**Permintaan Tertulis a**.
Salin tanpa perubahan bagian teks tentang cara menentukan waktu puasa di bawah ini, mulai dari "Cara Menentukan Waktu" sampai dengan "(lokasi atau posisinya).".

Cara Menentukan Waktu Puasa
Puasa merupakan ibadah mahdhah, artinya ibadah murni yang dibaktikan untuk mendapatkan keridaan Allah semata. Karena itu, kalau kita benar-benar mengharapkan ibadah puasa kita diterima oleh Allah, maka kita harus menjalankan ibadah ini sesuai pedoman dan tuntunan yang ditetapkan oleh Allah dan Rasul-Nya di dalam al-Qur’an dan Sunnah Nabi, tanpa menambah atau pun mengurangi sama sekali.
Di dalam al-Qur’an dan Sunnah terdapat nash al-Qur’an dan Sunnah yang sharih (clear statement) yang bersifat qath’i (sudah kuat petunjuknya), yang menerangkan adanya kaitan/hubungan antara waktu perintah melaksanakan puasa dengan gerakan/perjalanan matahari (lokasi atau posisinya).
Di negara seperti Indonesia yang terletak di daerah khatulistiwa, perbedaan malam dan siang tidak banyak, maka penentuan waktu mulai menahan atau melakukan puasa (imsak) sesuai dengan bunyi ayat al-Qur’an surat al-Baqarah ayat 187 yaitu dimulai dari terbitnya fajar sampai terbenam matahari.

**Materi yang Disediakan**.
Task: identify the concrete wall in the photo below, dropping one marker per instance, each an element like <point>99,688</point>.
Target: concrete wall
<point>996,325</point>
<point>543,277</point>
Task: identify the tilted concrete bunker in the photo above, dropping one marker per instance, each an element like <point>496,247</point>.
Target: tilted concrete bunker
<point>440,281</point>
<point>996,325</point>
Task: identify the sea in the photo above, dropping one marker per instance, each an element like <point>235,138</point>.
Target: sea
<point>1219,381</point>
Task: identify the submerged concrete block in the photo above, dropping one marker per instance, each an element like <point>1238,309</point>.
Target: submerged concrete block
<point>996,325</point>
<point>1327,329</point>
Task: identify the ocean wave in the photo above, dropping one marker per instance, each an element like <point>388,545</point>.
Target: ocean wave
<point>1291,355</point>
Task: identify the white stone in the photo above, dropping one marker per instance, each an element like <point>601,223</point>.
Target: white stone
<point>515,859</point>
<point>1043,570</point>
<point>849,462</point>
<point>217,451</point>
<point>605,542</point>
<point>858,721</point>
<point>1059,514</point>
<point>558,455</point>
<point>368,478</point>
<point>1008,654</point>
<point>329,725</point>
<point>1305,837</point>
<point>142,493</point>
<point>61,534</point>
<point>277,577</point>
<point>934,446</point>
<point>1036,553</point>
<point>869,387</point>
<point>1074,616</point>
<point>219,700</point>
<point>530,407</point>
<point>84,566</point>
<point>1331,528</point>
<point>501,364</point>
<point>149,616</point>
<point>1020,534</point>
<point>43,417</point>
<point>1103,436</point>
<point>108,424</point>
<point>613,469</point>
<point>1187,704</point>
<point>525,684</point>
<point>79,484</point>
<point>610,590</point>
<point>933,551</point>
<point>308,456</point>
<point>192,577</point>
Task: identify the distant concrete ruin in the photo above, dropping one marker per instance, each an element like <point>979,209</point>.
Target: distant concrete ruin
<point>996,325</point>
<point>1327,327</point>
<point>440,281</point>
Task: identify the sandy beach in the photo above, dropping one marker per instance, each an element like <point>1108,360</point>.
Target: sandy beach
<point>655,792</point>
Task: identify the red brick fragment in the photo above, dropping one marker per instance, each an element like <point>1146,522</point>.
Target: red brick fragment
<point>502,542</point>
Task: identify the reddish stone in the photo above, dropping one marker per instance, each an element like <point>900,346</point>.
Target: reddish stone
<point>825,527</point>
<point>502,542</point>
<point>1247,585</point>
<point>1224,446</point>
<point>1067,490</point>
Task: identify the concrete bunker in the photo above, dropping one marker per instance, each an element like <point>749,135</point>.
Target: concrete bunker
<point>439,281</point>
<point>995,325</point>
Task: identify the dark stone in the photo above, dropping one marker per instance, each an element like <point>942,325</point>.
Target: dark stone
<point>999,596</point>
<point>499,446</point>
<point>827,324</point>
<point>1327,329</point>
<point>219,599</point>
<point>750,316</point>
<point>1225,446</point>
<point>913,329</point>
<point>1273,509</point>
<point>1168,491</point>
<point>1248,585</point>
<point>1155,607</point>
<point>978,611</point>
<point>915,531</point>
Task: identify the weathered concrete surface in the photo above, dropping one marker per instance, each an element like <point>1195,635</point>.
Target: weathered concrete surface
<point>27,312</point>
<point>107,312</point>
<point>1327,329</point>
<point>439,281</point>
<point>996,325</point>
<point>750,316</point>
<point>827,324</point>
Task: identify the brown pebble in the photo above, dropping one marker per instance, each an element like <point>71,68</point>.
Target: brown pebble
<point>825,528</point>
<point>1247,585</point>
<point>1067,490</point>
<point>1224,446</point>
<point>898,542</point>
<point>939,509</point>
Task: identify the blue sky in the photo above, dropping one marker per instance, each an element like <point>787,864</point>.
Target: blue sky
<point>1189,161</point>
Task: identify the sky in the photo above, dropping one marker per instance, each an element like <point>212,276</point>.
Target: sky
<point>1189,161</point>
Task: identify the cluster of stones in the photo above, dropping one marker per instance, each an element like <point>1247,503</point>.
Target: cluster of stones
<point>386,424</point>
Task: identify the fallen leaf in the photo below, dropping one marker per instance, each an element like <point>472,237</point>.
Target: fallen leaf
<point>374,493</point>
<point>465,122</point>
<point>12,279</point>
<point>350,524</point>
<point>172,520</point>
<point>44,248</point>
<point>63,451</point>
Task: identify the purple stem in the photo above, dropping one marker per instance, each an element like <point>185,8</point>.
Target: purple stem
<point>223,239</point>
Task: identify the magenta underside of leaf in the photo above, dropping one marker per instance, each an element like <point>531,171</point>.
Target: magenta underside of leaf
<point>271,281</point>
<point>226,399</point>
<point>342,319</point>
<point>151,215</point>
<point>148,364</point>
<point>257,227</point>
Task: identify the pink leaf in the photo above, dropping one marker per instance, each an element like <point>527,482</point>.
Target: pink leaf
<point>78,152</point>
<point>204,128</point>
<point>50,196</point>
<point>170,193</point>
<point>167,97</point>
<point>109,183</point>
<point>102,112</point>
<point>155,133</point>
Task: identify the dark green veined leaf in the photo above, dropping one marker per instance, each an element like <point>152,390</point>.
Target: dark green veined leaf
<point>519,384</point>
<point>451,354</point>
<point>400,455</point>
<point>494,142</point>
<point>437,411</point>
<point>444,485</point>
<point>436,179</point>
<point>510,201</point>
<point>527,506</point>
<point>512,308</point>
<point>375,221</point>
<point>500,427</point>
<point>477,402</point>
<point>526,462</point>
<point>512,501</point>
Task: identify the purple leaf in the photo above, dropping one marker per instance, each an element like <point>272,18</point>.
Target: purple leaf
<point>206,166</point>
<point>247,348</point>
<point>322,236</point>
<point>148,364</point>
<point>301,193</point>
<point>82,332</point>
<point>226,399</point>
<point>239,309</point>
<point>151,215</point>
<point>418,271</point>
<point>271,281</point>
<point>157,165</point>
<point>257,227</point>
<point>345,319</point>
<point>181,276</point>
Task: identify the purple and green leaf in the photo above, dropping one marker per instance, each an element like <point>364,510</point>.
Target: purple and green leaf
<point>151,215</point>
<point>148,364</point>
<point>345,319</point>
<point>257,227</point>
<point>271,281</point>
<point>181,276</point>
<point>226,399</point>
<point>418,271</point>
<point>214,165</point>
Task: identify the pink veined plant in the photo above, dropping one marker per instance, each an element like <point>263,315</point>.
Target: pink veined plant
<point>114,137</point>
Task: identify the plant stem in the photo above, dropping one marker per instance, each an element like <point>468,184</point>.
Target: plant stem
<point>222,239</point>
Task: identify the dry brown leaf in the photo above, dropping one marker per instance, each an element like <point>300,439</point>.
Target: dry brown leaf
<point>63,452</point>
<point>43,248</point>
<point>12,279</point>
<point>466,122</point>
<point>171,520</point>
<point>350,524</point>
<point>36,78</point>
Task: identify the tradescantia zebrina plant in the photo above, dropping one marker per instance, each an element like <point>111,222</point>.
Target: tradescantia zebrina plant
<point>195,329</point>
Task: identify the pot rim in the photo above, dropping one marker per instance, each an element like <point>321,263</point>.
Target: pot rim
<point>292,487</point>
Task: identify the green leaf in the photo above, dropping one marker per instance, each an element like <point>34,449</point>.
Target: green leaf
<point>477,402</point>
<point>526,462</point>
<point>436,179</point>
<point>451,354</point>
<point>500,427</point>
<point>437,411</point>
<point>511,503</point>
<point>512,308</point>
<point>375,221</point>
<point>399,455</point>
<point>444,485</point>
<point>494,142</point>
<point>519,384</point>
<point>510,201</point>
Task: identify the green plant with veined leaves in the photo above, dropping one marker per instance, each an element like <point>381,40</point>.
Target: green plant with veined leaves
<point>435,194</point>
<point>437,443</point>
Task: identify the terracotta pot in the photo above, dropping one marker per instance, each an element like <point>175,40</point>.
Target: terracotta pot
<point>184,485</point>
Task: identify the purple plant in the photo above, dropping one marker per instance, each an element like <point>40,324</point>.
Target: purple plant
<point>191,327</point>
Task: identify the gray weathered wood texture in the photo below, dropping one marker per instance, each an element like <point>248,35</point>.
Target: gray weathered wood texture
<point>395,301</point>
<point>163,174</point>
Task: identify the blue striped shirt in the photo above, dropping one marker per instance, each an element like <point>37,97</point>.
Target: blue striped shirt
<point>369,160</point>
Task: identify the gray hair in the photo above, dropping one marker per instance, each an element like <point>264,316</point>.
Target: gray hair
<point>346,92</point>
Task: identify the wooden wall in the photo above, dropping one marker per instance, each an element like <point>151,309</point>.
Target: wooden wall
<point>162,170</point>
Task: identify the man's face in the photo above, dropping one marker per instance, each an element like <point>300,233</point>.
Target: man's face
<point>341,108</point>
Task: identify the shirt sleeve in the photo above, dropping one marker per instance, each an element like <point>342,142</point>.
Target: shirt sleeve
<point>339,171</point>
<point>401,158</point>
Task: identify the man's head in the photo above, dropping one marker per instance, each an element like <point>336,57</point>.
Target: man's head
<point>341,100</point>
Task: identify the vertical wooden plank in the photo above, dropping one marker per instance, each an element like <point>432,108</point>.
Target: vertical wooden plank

**Permintaan Tertulis b**.
Ulangi persis baris-baris catatan di atas, dari baris yang memuat "Task: identify the green leaf" sampai dengan baris yang memuat "<point>399,455</point>", termasuk kedua baris tersebut.

**Tanggapan a**.
Cara Menentukan Waktu Puasa
Puasa merupakan ibadah mahdhah, artinya ibadah murni yang dibaktikan untuk mendapatkan keridaan Allah semata. Karena itu, kalau kita benar-benar mengharapkan ibadah puasa kita diterima oleh Allah, maka kita harus menjalankan ibadah ini sesuai pedoman dan tuntunan yang ditetapkan oleh Allah dan Rasul-Nya di dalam al-Qur’an dan Sunnah Nabi, tanpa menambah atau pun mengurangi sama sekali.
Di dalam al-Qur’an dan Sunnah terdapat nash al-Qur’an dan Sunnah yang sharih (clear statement) yang bersifat qath’i (sudah kuat petunjuknya), yang menerangkan adanya kaitan/hubungan antara waktu perintah melaksanakan puasa dengan gerakan/perjalanan matahari (lokasi atau posisinya).

**Tanggapan b**.
Task: identify the green leaf in the photo above, dropping one marker per instance, each an element like <point>34,449</point>.
Target: green leaf
<point>477,402</point>
<point>526,462</point>
<point>436,179</point>
<point>451,354</point>
<point>500,427</point>
<point>437,411</point>
<point>511,503</point>
<point>512,308</point>
<point>375,221</point>
<point>399,455</point>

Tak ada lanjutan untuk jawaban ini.